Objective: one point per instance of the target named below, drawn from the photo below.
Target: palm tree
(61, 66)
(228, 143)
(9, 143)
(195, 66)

--- --- ---

WHAT YOU ARE ASKED TO DO ::
Rewrite every item above, replacing "palm tree" with "palm" and leaving everything else unchanged.

WORKED ANSWER ::
Objective: one point per instance of the target named below, drawn from the photo below.
Target: palm
(61, 66)
(228, 143)
(9, 143)
(195, 66)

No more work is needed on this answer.